→ Stored data entries
+-------+
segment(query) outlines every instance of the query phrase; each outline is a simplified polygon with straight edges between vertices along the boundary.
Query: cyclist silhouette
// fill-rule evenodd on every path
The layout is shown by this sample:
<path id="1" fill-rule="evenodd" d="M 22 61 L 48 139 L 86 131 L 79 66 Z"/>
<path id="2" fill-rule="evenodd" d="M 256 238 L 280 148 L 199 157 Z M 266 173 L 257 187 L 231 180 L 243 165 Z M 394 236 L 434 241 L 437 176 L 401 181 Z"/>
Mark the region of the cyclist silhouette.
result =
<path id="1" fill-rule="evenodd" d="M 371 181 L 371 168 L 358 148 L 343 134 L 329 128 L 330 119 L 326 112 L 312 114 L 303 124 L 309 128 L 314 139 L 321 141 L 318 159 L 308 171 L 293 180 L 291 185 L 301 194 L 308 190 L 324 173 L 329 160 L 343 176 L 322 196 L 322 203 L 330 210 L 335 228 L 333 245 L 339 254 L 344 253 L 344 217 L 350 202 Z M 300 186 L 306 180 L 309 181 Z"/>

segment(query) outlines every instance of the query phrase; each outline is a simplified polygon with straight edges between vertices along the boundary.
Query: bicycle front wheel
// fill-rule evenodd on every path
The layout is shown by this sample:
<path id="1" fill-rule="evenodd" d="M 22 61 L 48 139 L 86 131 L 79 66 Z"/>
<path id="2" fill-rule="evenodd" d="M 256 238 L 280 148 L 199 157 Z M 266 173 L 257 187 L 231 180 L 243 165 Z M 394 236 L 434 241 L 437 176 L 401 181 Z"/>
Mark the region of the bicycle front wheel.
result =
+-------+
Look through the data and gather every line with the string "region" in it.

→ RESULT
Mark the region of the cyclist silhouette.
Mark the region of the bicycle front wheel.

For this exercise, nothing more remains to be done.